• [What you have to do] Word for word, set down every line of the entries below from the line with "metal part below." to the line with "dark metal panel.", including both, and no other line.

• [Record excerpts]
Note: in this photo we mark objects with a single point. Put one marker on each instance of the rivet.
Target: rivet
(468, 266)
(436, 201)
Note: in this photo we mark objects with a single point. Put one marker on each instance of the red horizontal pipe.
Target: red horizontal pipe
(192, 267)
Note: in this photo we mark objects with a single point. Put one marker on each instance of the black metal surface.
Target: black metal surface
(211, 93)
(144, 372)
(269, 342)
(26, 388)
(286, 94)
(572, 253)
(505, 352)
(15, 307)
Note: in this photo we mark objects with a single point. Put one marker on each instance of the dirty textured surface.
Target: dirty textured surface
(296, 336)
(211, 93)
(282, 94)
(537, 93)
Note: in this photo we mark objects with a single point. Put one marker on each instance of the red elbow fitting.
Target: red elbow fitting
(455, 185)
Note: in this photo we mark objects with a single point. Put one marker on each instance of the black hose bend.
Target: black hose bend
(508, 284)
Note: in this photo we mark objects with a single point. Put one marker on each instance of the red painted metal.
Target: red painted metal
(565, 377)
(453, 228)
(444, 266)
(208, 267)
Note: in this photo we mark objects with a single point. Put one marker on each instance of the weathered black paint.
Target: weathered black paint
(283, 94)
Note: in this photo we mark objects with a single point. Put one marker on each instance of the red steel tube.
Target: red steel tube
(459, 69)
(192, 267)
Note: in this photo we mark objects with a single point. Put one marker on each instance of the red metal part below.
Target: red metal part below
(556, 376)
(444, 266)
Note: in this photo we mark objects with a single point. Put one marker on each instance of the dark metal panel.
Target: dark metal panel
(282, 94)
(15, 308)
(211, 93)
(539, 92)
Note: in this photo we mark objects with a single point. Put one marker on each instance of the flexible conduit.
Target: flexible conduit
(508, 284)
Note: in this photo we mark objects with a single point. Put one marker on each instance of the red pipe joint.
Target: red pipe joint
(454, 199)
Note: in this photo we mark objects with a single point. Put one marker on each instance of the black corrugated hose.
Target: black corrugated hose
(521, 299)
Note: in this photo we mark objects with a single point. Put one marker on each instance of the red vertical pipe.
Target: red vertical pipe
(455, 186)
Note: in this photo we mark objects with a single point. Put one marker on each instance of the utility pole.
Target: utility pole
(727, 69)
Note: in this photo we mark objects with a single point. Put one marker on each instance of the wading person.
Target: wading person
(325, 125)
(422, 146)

• [Finished task]
Note: in this photo we mark objects with a single point. Put one marker on each instance of the red metal part below.
Target: red metal part below
(556, 376)
(444, 266)
Note: in this photo we mark objects with a single point. Put one marker on each instance of the dark metal panel.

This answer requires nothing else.